• WHAT THE TASK ASKS:
Reproduce every one of the following items word for word, but omit the pictures.

• PROVIDED MATERIAL:
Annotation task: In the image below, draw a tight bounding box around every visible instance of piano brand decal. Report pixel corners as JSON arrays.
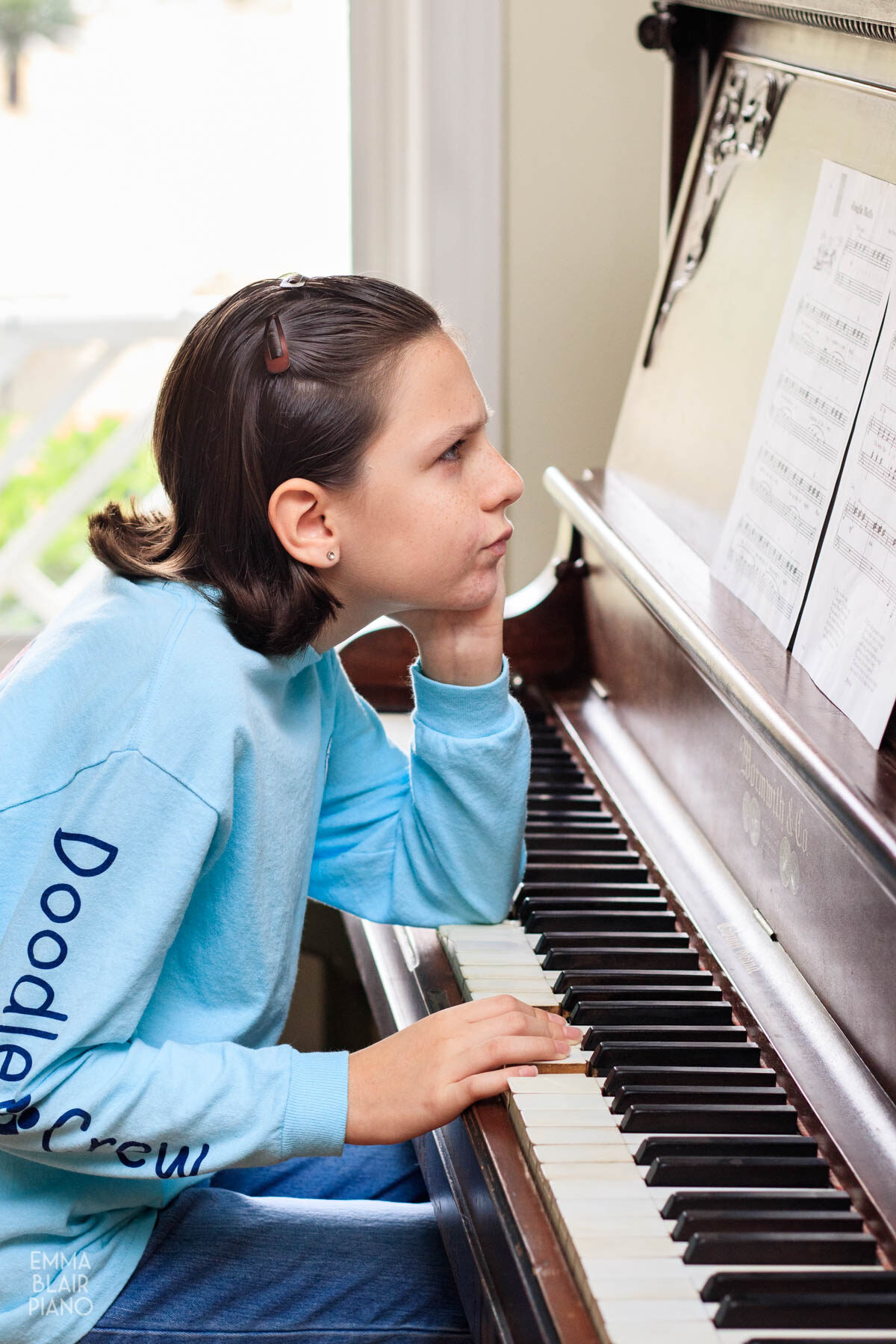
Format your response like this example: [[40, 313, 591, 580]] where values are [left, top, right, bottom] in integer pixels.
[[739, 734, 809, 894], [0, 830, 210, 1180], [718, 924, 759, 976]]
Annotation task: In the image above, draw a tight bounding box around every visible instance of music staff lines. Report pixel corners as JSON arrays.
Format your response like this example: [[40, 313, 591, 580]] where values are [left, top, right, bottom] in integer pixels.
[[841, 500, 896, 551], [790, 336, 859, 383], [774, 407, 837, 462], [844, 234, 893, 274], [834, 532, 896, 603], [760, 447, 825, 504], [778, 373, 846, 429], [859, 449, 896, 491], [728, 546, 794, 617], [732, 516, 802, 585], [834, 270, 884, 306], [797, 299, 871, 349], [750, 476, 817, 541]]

• FULL RESPONSE:
Annotation task: In the image below, draw a tight bounding box around every visible instance of piano brand decal. Report pixel corners as JSON arrays.
Format your response like this example: [[40, 313, 591, 580]] where values are [left, top, right, bottom] in integer pixels.
[[739, 734, 809, 894], [0, 830, 210, 1180], [718, 924, 759, 976]]
Annotation task: In the image above, draw a tight bounding box around every visible instance of music staff lines. Report pixel corners as JSON arrays.
Format your response like this example: [[40, 313, 591, 580]] where values are [left, top, right, bottom] in integer pixels.
[[841, 500, 896, 551], [790, 336, 859, 383], [774, 407, 837, 462], [844, 234, 893, 274], [834, 532, 896, 603], [760, 447, 825, 504], [778, 373, 846, 429], [859, 449, 896, 491], [728, 546, 794, 617], [732, 516, 802, 585], [834, 270, 884, 306], [797, 299, 871, 349], [750, 476, 817, 541]]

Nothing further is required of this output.